Your task:
Reproduce word for word the part of the Bing traffic niche guide below that begins at the words "Knowing this, you" and stops after the words "Bing’s user base.".

Exercise passage:
◆ ◆ ◆ ◆ ◆ ◆ ◆

What Kinds of Sites Get the Most Bing Traffic — A Niche Guide

Bing is not equally useful for every kind of site. In some niches, it sends a meaningful percentage of total search traffic. In others, it is barely worth thinking about. Understanding which category your site falls into helps you decide how much attention to give Bing in your SEO work.

Why Bing’s User Base Matters for Niche Selection

Bing’s user base skews in a consistent direction: older adults, Windows users, people who do not spend a lot of time customizing their browser settings, and people in certain English-speaking markets — particularly the United States, United Kingdom, Canada, and Australia.

Knowing this, you can reason about which niches those users are likely to search in.

Niches That Tend to Do Well on Bing

Senior resources and elder care. Anything about Medicare, retirement, Social Security, elder care, assisted living, and senior discounts attracts older searchers. These are exactly the people most likely to be on Bing. Sites in this space often find that Bing sends a significant chunk of their traffic even when Google SEO tools suggest the site is performing poorly.

Government benefits and financial assistance. Topics like utility assistance, housing help, food programs, disability benefits, veterans benefits, and similar government resource topics are heavily searched by people who are less digitally sophisticated. This demographic overlaps strongly with Bing’s user base.

Health and medical questions. General health questions — symptoms, conditions, medications, home remedies — are searched heavily by older adults managing their own health. The competition for these topics on Google is fierce. On Bing, it is somewhat less crowded.

Legal and financial how-to content. Basic legal questions and basic financial questions are searched widely by adults who want straightforward answers. Bing’s audience is a good match for this kind of content.

Local and regional content. Bing integrates with Microsoft’s mapping and local search features. Local content can do well on Bing, particularly in markets where Edge usage is high.

Microsoft-related topics. Anything about Windows, Office, Outlook, OneDrive, and Teams is going to be searched on Bing by people already in the Microsoft ecosystem. If you run a tech help site covering Microsoft products, Bing traffic can be quite significant.

Niches Where Bing Traffic Is Minimal

Young audience topics — gaming news, social media platform how-tos, streaming content, influencer-adjacent topics — tend to attract younger, tech-aware audiences who have already moved to Google.

Highly technical developer content — programming tutorials, Linux guides, API documentation — is read by people who definitely switched browsers long ago.

How to Check Your Own Bing Traffic Share

Set up Bing Webmaster Tools and look at the clicks and impressions in the search performance report. Compare that to your Google Search Console data. The ratio tells you how much of your search traffic is Bing vs Google.

For most sites in standard niches, Google is dominant. But if you are in one of the niches above and your Bing Webmaster Tools shows clicks that your Google tools are not, pay attention. That gap is real traffic that tools like Semrush are invisible to.

The Opportunity

Most niche site builders think entirely in terms of Google. They use Google-focused tools, optimize for Google algorithms, and track Google rankings. Bing is an afterthought or ignored entirely. This creates an opportunity: less competition on Bing, particularly for topics that skew toward Bing’s demographic, means easier rankings and real traffic that your competition is not even chasing.

If your site is in one of the niches above, give Bing the same setup attention you give Google. The returns might be better than you expect.

◆ ◆ ◆ ◆ ◆ ◆ ◆

Data extract:
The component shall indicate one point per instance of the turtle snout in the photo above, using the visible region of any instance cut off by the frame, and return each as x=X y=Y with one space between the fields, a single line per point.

◆ ◆ ◆ ◆ ◆ ◆ ◆

Written response:
Knowing this, you can reason about which niches those users are likely to search in.

Niches That Tend to Do Well on Bing

Senior resources and elder care. Anything about Medicare, retirement, Social Security, elder care, assisted living, and senior discounts attracts older searchers. These are exactly the people most likely to be on Bing. Sites in this space often find that Bing sends a significant chunk of their traffic even when Google SEO tools suggest the site is performing poorly.

Government benefits and financial assistance. Topics like utility assistance, housing help, food programs, disability benefits, veterans benefits, and similar government resource topics are heavily searched by people who are less digitally sophisticated. This demographic overlaps strongly with Bing’s user base.